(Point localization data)
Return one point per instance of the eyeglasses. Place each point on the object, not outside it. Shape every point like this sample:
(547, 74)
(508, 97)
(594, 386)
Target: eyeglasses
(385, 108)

* [Work instruction]:
Set the data above down again in full, exactly as it reads.

* [Expected answer]:
Return one point per instance of the eyeglasses. Place each point on the object, not outside it. Shape every point like this sample:
(547, 74)
(508, 97)
(594, 386)
Target: eyeglasses
(385, 108)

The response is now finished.